**What needs to be done:**
Carry over the records below, requests included, from the line that contains "find the coastal" through the last line of the records. Add 113 to every coordinate number in the answers.

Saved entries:
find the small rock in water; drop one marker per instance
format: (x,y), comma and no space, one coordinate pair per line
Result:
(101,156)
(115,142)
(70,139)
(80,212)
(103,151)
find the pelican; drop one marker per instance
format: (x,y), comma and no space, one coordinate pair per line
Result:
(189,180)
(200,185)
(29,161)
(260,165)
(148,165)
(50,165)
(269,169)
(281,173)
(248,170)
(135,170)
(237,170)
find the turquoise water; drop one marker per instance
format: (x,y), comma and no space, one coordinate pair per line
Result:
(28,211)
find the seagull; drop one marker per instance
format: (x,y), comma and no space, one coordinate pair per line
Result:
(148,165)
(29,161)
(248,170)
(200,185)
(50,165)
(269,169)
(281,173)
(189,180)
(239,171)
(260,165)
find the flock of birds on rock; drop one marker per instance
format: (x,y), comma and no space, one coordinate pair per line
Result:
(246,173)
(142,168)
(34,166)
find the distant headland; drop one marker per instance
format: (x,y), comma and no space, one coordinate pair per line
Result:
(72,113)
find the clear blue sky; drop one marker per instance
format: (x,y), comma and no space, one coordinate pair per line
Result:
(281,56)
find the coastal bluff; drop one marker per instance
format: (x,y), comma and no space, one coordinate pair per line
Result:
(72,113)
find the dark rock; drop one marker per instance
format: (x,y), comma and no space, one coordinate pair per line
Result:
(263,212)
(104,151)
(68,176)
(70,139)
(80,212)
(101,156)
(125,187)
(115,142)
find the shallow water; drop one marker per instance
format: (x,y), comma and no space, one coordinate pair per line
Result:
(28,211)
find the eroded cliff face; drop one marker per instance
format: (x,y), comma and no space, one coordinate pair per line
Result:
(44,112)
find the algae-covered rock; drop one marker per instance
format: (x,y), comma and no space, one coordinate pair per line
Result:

**Response to the task:**
find the coastal bluff; drop one marker per instance
format: (x,y), comma and no space, one coordinate pair per line
Result:
(185,226)
find the dark rock; drop one marker per instance
format: (x,y), comma and no space, one coordinate pair per line
Result:
(376,325)
(217,264)
(181,289)
(183,252)
(193,325)
(214,269)
(238,300)
(228,255)
find the shallow water; drop one marker per instance
format: (x,y), comma and no space, one coordinate pair per line
Result:
(141,324)
find the eroded cliff face; drop one marker per instance
format: (x,y), comma and no space, one coordinate pair per line
Result:
(157,225)
find the algae-covered rock; drop one marker per instance
format: (x,y), comma and no space, one coordinate pair per line
Result:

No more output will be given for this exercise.